Return only the line that contains "target | frozen river" and each line after it, through the last line of the data below, copied exactly.

(begin)

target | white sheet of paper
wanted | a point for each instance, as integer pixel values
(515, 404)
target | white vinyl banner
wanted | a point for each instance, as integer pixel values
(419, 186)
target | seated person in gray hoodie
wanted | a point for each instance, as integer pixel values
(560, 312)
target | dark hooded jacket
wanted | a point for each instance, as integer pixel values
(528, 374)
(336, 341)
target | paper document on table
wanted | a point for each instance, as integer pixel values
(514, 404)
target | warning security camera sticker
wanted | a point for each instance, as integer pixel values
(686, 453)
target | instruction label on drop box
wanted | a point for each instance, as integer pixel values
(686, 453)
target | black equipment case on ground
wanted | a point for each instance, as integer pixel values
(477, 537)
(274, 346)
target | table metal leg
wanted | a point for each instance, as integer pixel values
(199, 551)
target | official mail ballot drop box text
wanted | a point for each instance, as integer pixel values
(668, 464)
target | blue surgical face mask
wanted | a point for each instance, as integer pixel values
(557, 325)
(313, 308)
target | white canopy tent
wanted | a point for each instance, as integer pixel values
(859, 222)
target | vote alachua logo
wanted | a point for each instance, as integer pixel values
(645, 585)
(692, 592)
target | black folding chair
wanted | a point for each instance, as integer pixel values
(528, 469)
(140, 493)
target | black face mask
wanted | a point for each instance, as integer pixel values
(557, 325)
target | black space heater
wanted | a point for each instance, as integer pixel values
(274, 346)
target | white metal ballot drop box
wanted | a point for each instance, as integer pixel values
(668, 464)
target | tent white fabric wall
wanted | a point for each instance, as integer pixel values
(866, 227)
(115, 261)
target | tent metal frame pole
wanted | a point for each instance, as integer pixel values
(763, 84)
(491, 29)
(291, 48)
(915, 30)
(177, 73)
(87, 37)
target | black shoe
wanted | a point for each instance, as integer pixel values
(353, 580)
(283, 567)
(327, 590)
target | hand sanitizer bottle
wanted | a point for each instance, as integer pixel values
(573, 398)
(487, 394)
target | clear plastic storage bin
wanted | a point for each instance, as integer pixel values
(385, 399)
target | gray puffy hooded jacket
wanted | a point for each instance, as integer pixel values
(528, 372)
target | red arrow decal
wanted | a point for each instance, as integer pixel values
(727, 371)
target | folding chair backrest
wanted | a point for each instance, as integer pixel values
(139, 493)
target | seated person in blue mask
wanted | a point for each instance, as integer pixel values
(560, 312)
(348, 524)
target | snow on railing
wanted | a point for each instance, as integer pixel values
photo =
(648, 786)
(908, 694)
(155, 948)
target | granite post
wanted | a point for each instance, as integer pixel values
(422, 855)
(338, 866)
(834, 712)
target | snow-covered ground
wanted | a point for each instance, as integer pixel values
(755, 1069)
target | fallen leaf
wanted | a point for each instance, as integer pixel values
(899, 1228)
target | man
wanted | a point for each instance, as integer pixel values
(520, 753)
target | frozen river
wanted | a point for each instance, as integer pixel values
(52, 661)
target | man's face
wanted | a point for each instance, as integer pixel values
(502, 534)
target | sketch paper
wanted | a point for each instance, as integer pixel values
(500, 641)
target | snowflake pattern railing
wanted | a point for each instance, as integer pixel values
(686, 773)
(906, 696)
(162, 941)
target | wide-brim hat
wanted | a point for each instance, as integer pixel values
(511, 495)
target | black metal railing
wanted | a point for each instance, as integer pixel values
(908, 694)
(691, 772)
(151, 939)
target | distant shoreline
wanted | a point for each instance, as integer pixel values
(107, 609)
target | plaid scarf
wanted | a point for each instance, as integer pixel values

(end)

--- Task solution ---
target | frozen river
wanted | a point for each instance, as integer pixel values
(52, 661)
target | man's face
wanted | a point for each instance, as integer pixel values
(502, 534)
target | sketch paper
wanted | a point for each instance, as integer pixel values
(500, 641)
target | snowflake pattern railing
wanted | a point for each instance, as integer pixel values
(686, 773)
(906, 696)
(162, 941)
target | wide-brim hat
wanted | a point for each instance, as integer pixel values
(511, 495)
target | black metal railing
wanted | a point for each instance, as integer pixel values
(908, 694)
(691, 772)
(151, 939)
target | distant shoreline
wanted | a point for each instance, as integer pixel values
(107, 609)
target | plaid scarf
wanted | a point for each instance, as integer pixel values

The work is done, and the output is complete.